* START TEXT EXCERPT *

Provide new themes

Author Message

Pierre T.

Tuesday 20 May 2008 1:43:19 am

Why don't you provide more themes for ezpublish ? We can currently find a few themes in the contribution area, but all don't work well with ez4.

Creating a theme is quite difficult I think, and getting more themes should be very very VERY interesting for the community. Typo3 for example provides many templates.

Why not opening a new contribution for getting new themes ?

Thomas Koch

Tuesday 20 May 2008 1:48:35 am

I think it makes no sense, to create new themes right now, since the template engine of eZPublish should be replaced by the new engine from the eZComponents project.

That means, if you would create a new theme for the old engine, it would be incompatible with the new one.

---
Thomas Koch | http://koch.ro
YMC - eZ Publish in Switzerland | http://ymc.ch

Bruce Morrison

Tuesday 20 May 2008 3:04:57 am

Hi Thomas

Maybe we have different understandings of what themes are I but I have always taken them to be the look and feel. In eZ's case creating new ones is just about design in the form of CSS & images.

There is an article here http://ez.no/developer/articles/how_to_skin_an_ez_publish_now_site

The template language in eZ components looks to be very similar to the existing template syntax
http://ezcomponents.org/docs/tutorials/Template I guess depending on the complexities of any templates will determine just how difficult they would be to convert.

* END TEXT EXCERPT *
* START STORED ROWS *

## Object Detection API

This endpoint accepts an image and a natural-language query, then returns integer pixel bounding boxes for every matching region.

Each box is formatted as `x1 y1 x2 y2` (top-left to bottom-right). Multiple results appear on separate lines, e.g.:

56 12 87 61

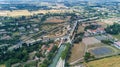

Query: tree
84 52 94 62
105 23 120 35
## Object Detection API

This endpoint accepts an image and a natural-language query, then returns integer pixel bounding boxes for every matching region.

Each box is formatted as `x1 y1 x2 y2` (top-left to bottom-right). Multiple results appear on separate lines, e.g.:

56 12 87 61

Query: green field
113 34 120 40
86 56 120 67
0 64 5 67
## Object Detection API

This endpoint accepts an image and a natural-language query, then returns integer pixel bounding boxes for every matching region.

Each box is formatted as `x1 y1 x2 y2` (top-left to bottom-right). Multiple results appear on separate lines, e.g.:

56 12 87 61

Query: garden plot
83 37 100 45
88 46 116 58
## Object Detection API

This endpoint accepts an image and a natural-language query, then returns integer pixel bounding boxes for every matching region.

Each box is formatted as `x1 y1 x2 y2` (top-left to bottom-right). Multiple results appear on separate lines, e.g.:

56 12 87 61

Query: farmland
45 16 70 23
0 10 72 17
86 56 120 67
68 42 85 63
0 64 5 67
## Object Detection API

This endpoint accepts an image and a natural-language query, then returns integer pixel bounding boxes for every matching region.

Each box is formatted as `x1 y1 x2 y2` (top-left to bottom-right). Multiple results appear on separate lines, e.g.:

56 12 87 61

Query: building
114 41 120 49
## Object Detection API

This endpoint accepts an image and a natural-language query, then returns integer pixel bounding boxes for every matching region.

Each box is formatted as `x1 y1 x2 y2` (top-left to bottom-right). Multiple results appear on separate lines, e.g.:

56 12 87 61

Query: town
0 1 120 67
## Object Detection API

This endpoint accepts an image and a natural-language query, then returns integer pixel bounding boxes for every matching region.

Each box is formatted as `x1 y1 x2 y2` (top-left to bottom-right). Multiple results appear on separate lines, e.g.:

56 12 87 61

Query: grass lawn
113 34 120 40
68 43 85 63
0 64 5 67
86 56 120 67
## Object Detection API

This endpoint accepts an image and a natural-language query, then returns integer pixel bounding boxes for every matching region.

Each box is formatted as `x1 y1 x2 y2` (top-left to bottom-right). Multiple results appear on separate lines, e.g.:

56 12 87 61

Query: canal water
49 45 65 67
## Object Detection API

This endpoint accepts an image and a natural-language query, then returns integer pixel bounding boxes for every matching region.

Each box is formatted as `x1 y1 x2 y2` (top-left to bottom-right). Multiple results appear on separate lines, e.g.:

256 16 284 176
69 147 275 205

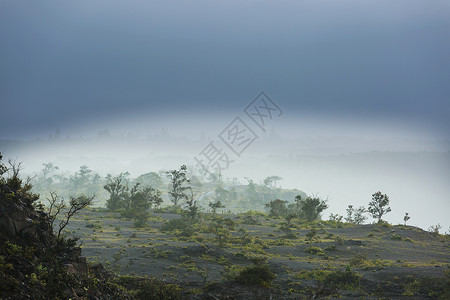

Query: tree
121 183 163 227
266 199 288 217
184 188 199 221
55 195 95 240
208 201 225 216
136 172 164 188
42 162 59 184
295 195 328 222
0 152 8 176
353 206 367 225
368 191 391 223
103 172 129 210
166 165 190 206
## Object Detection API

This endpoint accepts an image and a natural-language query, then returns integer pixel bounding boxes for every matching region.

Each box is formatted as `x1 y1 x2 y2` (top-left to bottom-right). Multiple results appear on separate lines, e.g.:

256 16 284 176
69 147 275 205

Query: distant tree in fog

* END STORED ROWS *

▶ _SHORT EXERCISE_
Duplicate everything in the eZ Publish themes thread from "Maybe we have" down to "CSS & images.". The material here is a separate set from the forum thread about eZ Publish themes.

▶ _WRITTEN SOLUTION_
Maybe we have different understandings of what themes are I but I have always taken them to be the look and feel. In eZ's case creating new ones is just about design in the form of CSS & images.